### [MATERIAL PROVIDED]
'''
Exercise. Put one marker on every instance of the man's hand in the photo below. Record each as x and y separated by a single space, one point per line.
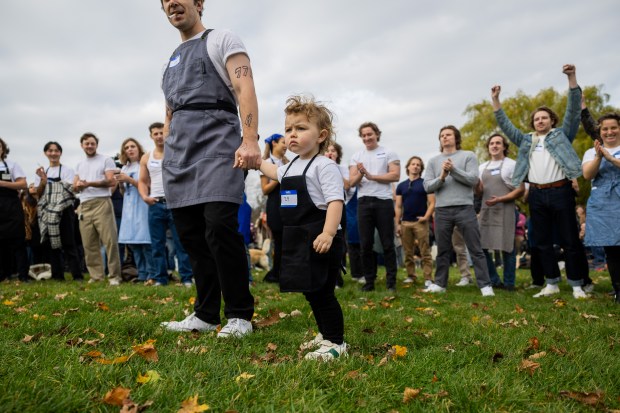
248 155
'''
'''
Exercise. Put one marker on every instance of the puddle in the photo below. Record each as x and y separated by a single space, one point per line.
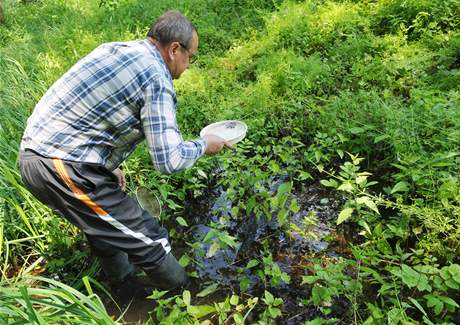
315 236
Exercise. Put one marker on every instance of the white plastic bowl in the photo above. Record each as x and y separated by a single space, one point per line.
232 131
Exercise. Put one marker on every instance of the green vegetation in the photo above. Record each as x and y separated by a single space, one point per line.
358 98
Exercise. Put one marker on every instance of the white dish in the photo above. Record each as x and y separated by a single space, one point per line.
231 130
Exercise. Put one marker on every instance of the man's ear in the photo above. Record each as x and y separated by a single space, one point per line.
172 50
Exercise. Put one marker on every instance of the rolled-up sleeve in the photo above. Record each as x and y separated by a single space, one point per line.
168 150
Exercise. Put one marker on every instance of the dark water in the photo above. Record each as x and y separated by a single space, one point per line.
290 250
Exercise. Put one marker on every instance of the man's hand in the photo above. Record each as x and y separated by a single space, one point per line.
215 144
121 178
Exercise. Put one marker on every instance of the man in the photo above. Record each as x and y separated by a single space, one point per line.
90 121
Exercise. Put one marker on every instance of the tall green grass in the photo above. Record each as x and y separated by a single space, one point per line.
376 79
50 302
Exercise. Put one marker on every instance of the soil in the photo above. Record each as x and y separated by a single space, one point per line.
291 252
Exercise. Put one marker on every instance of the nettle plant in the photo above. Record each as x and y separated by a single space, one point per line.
'''
### [PROBLEM TO WORK ON]
Only the lines above starting at the one containing "Exercise. Put one marker on every instance of the white dish" and ending at the one containing "Exercise. Put one marker on every instance of the nettle", both included, are to be returned, exactly as they read.

### [OUTPUT BELOW]
Exercise. Put one marker on every instance of the white dish in the photo above. Record each as x and y separated by a single space, one point per line.
231 130
Exercise. Put one marker on every instance of the man's ear in the photo above. Record each as x and y separated by a single space, one point per line.
172 50
Exercise. Put one marker on every instance of the rolled-up sleeve in the photo above. Record each as x and y separated by a single space, one point per line.
168 150
Exercise. Put one marker on every instance of the dark water in the photo above. Record each as x and y separated by a single space, one point per line.
290 250
Exercise. Put one marker on every instance of the man's hand in the photo above. Record each as x and y separated by a single space, one point per line.
215 144
121 178
Exercise. Put one marker on every instance of the man in the photo above. Record each as x and y separated by a single space, one point per line.
90 121
Exercise. Put one marker on every instance of the tall green grass in the photo above. Record each as x and y separated by a single space, one point per line.
376 79
50 302
Exercise. Put one marker on every instance of the soil in the photo above. Record each as x and y separated by a single space, one point per line.
291 252
Exercise. Put one marker on every instance of the nettle plant in the photo above. Record each as x and y separated by a single space, one point per line.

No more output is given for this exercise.